## Text excerpt
+++

# Bellcross (Heroic Age) vs. Thor (Marvel)



## Kamen Rider Ryoma (Nov 9, 2007)

*Match One*

Physical fighting. No energy blasts, just punches, kicks and the occessional hammer swing.

*Match Two*

All out fight. Regular Thor, not Rune King or with Odin Power.



*BELLCROSS*



vs.


*THOR*​


----------



## ez (Nov 10, 2007)

Golden Bellcross has no showings aside from being able to go to another Universe and back. 

It should be mental chaos bellcross for the final fight, imo.

Can I get info on thor?


----------



## Kamen Rider Ryoma (Nov 10, 2007)

ezxx said:


> Golden Bellcross has no showings aside from being able to go to another Universe and back.



Well, he did blast through Mental Chaos Cerberus' attack. 




> Can I get info on thor?



 Respect the Phoenix


----------



## Power16 (Nov 10, 2007)

Can i get some info on Bellcross and Mental Chaos Bellcross?


----------



## Power16 (Nov 10, 2007)

Okay, i'll check those out. For match two your using classic thor, right and match three i hope mental chaos is at least a galaxy buster.


----------



## Kamen Rider Ryoma (Nov 10, 2007)

Power16 said:


> Okay, i'll check those out. For match two your using classic thor, right and match three i hope mental chaos is at least a galaxy buster.



Okay... scratch match three. I completely forgot about those Odin feats... And yes, it's classic Thor.


----------



## Power16 (Nov 10, 2007)

ezxx mention something about Golden B being able to port through dimension is that the version going against Classic Thor because he would needed to not get BFR. Bellcross definitely has the durability to go against Thor (curently checking his offenses).

For match one, How strong is he because Thor has lifted something as heavy as a planet(Asgard serpent) and Thor is usually a brawler.


----------



## ez (Nov 10, 2007)

Not sure if I have a full grasp of his abilities.. and the next panel and fights evenly with captain america the next, even goes so far as being affected by a and throw from him. Is that the famous jobbing i've heard about here? 


I couldn't figure out his base hitting strength either, Bellcross can take out ships in one hit. After a while most of the scans are related to odin power...such as him restoring the moon. The blasts I saw shouldn't affect Bellcross that much, after all he took 20,000 of Lekti's attacks and could continue fighting (albeit, pushed to mental chaos) I don't understand how powerful those are either. There's also him taking Karukinos' attacks which can melt matter.

i have some vids of Bellcross (poor quality, w/ x's in the middle)

ATATATATATATATATATATATAT!!!
ATATATATATATATATATATATAT!!!
ATATATATATATATATATATATAT!!!

still undecided at this point 

@Power16: He's never done that much lifting, he's split a planet in half while in mental chaos with a punch IIRC so that might be a better match overall..


----------



## Kamen Rider Ryoma (Nov 10, 2007)

Power16 said:


> ezxx mention something about Golden B being able to port through dimension is that the version going against Classic Thor because he would needed to not get BFR. Bellcross definitely has the durability to go against Thor (curently checking his offenses).



BFR? Golden Bellcross is Bellcross after he ascended. From what was seen of the Golden Tribe, they could probably destroy the entire universe.

+++

## Aim of the task
In the Bellcross vs. Thor thread, how many of Lekti's attacks is Bellcross said to have taken while still able to continue fighting?

## Data
+++

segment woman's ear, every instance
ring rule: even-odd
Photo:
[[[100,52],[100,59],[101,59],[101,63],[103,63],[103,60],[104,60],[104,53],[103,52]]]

+++

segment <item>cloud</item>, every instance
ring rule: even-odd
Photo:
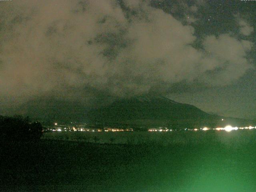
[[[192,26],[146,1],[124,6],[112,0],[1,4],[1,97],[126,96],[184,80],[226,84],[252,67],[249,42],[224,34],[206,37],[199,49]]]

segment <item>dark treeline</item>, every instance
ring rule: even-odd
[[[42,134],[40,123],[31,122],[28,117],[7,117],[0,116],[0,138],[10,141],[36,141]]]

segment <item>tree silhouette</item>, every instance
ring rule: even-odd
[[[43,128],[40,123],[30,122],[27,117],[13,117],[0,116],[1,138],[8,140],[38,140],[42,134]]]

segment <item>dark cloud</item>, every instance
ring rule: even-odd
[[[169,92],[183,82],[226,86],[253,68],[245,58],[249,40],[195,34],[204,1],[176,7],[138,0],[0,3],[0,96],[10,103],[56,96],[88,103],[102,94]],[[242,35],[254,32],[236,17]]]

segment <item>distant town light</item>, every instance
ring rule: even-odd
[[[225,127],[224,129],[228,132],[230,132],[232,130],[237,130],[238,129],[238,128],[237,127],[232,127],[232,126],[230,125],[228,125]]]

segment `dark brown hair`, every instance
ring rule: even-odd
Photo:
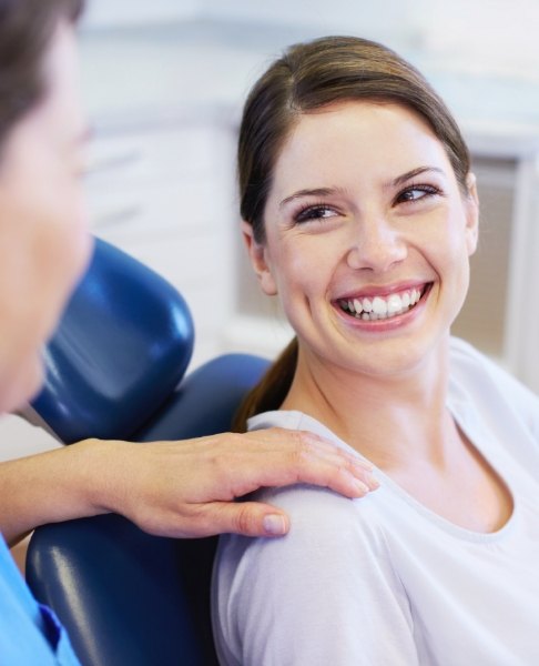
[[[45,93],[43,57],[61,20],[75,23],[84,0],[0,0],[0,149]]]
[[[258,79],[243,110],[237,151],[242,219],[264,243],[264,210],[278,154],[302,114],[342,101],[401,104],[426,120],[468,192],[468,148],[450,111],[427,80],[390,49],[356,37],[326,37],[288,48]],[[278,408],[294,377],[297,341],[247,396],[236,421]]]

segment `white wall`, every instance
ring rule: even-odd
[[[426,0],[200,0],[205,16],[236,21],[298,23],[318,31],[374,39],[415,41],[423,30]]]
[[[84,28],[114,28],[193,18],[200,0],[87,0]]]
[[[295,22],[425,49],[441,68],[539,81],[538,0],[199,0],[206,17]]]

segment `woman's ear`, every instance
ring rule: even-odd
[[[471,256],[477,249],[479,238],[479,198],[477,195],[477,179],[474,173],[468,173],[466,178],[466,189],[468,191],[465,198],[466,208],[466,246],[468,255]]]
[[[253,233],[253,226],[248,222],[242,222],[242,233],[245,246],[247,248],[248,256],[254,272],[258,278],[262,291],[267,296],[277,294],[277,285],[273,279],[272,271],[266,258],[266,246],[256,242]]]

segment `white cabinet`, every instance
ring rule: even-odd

+++

## Solution
20,000